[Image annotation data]
###

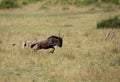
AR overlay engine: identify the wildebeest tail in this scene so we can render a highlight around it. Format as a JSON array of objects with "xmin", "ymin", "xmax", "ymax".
[{"xmin": 30, "ymin": 42, "xmax": 38, "ymax": 48}]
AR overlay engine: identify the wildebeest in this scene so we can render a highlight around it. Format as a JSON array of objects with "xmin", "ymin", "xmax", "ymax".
[{"xmin": 31, "ymin": 36, "xmax": 63, "ymax": 53}]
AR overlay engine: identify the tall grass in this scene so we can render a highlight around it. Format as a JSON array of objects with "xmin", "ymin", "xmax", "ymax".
[{"xmin": 0, "ymin": 7, "xmax": 120, "ymax": 82}]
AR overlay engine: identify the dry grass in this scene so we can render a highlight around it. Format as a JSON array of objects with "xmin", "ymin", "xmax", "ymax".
[{"xmin": 0, "ymin": 5, "xmax": 120, "ymax": 82}]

###

▸ Exercise details
Can you retype all of the records above word for word, leaving the pictures out?

▸ The response
AR overlay engine: identify the wildebeest tail in this scene so we can render a highlight around it. Format as a JSON array of objects with "xmin", "ymin", "xmax", "ymax".
[{"xmin": 30, "ymin": 42, "xmax": 38, "ymax": 48}]
AR overlay engine: identify the wildebeest in this scene so we can render a highlight around it. Format as a JSON array of objects with "xmin", "ymin", "xmax", "ymax".
[{"xmin": 31, "ymin": 36, "xmax": 63, "ymax": 53}]
AR overlay engine: identify the tall grass in this scene so we can render a highlight around it. Format as a JSON array of objects with "xmin", "ymin", "xmax", "ymax".
[{"xmin": 0, "ymin": 7, "xmax": 120, "ymax": 82}]
AR overlay engine: identify the dry grass in this scene so we can render a highlight around it. Format as a JSON array of objects with "xmin", "ymin", "xmax", "ymax".
[{"xmin": 0, "ymin": 5, "xmax": 120, "ymax": 82}]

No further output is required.